PAGE:
==============================

One night I was oncall and one of the so-called company-wide “Game Day” was planned, where one entire AZ was planned to purposely shut-down to test robustness of our services.

To give some more context: engineering model in AWS works a bit differently compared to other companies like Google or Meta. As a SWE (Software Engineer), you actually have to take care of the whole lifecycle of your service (including re-purposing of the hosts where your service is running — you also had to build your own CD pipeline to release software in your servers).

My team was new and did not have a good dashboard to measure our CPU and memory consumption at host-level. As the oncall engineer, I was asked if “I could ack and confirm our service was ready to lose one entire AZ”. I was unprepared to answer and I did not have a quick place to look at it; moved by faith and laziness I answered “yes, we are ready”.

You can imagine we were not… [Murphy’s Law]

In the middle of the night, my pager went off. One alarm fired because of an elevated number of failures while serving customer requests.

By doing a quick RCA I noticed that the CPU of our servers were spiking up to 100% and this was obviously causing failures due to machine overload. Thankfully, we had this unrelated alarm that fired but the truth is that we were completely blind on capturing these type of events. In the middle of the night I had to re-purpose new servers and wait for the termination of the “Game Day”.

That lazy “yes, we are ready” answer costed me one sleep-less night, an high-impact event (somehow known as SEV) and most importantly it caused customer impact.

As an engineer that learns from mistake, that was my last time that I took those questions lightly but most importantly it was the last time I was unprepared without a proper dashboard and a set of strong alarms.

==============================

EXCERPTED DATA:
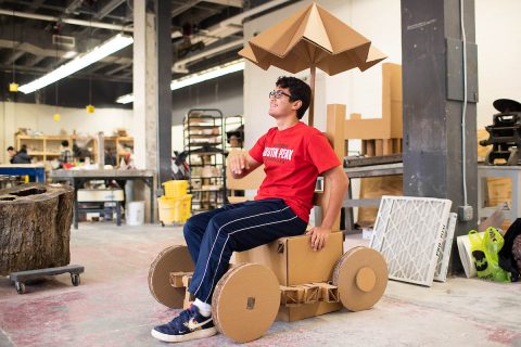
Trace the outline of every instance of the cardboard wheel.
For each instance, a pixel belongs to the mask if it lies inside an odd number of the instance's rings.
[[[215,326],[238,343],[260,337],[275,321],[279,306],[279,281],[269,268],[258,264],[228,270],[212,297]]]
[[[385,259],[376,249],[354,247],[336,262],[333,284],[346,309],[367,310],[380,300],[387,286]]]
[[[175,288],[170,285],[170,272],[192,272],[193,268],[187,246],[163,249],[150,266],[150,293],[157,301],[169,308],[182,308],[186,288]]]

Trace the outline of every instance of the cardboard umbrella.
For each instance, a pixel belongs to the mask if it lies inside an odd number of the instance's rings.
[[[386,57],[370,40],[316,3],[255,36],[239,54],[263,69],[276,66],[296,74],[310,68],[310,126],[317,67],[330,76],[354,67],[364,72]]]

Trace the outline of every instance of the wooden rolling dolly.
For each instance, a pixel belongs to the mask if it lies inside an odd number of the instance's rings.
[[[193,300],[186,292],[192,277],[190,271],[193,264],[186,246],[166,248],[149,272],[152,295],[169,308],[188,307]],[[246,343],[266,333],[281,305],[340,301],[351,311],[361,311],[378,303],[386,284],[385,260],[368,247],[345,253],[334,266],[332,283],[282,286],[268,267],[243,264],[230,268],[215,286],[212,314],[221,334],[237,343]]]
[[[71,273],[71,281],[74,286],[78,286],[80,283],[79,274],[85,271],[85,268],[79,265],[68,265],[65,267],[58,268],[48,268],[48,269],[38,269],[38,270],[27,270],[27,271],[17,271],[9,275],[11,282],[14,282],[16,292],[18,294],[25,293],[25,283],[29,280],[35,280],[43,275],[56,275],[62,273]]]

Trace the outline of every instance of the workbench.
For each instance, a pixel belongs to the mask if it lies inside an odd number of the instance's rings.
[[[359,167],[344,167],[344,172],[347,175],[350,180],[366,178],[366,177],[382,177],[382,176],[393,176],[393,175],[403,175],[404,174],[404,163],[393,163],[393,164],[381,164],[381,165],[369,165],[369,166],[359,166]],[[347,194],[344,198],[342,207],[345,207],[345,229],[346,233],[353,233],[354,227],[354,217],[353,217],[353,207],[359,206],[379,206],[380,198],[353,198],[352,184],[347,190]]]
[[[0,175],[28,176],[30,182],[46,182],[46,167],[42,164],[2,164]]]
[[[154,177],[153,170],[53,170],[49,175],[53,182],[68,181],[74,187],[74,229],[78,229],[78,189],[92,180],[140,180],[150,192],[150,222],[154,222]]]

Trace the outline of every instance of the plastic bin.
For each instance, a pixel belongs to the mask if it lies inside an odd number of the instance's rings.
[[[192,195],[181,197],[161,196],[160,221],[162,226],[170,223],[183,223],[190,218]]]
[[[163,183],[165,187],[166,197],[180,198],[187,195],[188,181],[186,180],[171,180]]]

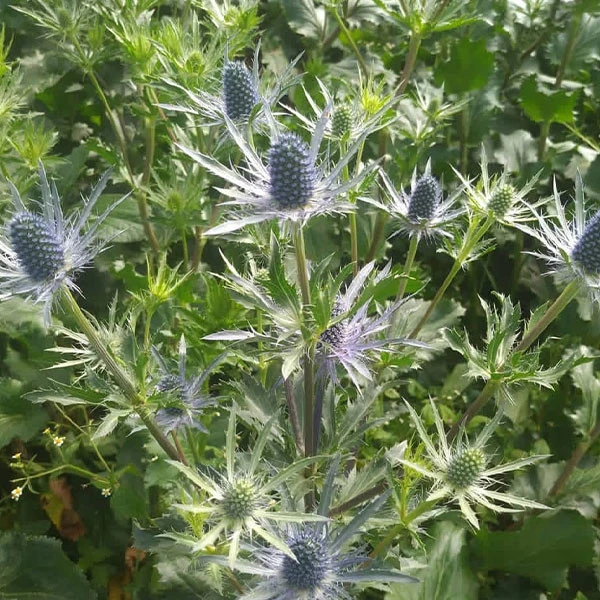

==============================

PROBLEMS AND TASKS:
- a) In the Game Day story, what level did the CPU of the servers spike up to?
- b) Decide whether each statement agrees with the Game Day story, and support each yes or no with the deciding words quoted from it. (i) The team had a good dashboard for measuring host-level CPU and memory consumption. (ii) The alarm that woke the oncall engineer fired because of an elevated number of failures while serving customer requests. (iii) The Game Day involved deliberately shutting down one entire AZ.
- c) Write a continuation of the Game Day story, starting after its final sentence.

FINAL RESULTS:
- a) The CPU spiked up to 100%.

- b)
(i) No: "My team was new and did not have a good dashboard to measure our CPU and memory consumption at host-level."
(ii) Yes: "One alarm fired because of an elevated number of failures while serving customer requests."
(iii) Yes: "where one entire AZ was planned to purposely shut-down to test robustness of our services."

- c)
So here’s my questions to you as a software engineer: when was your last time you didn’t build a dashboard and set-up proper alarms for your service? Hopefully it’s a long time ago, but maybe it’s not. So here I am to give some high-level suggestions on setting-up metrics / dashboards and alerts to guarantee high availability of your service (even if they are internal):

  • Make sure your service / product is publishing metrics somewhere
  • Be organized with your metrics, it’s important they follow a common and standard naming convention across your entire org (possibly)
  • Do an analysis and try to understand what things can go wrong with your service. After that, group the metrics that are able to help you answer if your service is healthy or not
  • Create a solid amount of alarms that are looking at those metrics
  • Be prepared to learn from mistakes

Monitoring is like gardening: you have to constantly take care of it, prune the old alarms, add new ones in parallel with the evolution of your product, update dahsboards and so on.

Overall, monitoring does not always prevent a problem, but it definitely helps minimizing it. We can talk about testing another time, that certainly helps with the prevention.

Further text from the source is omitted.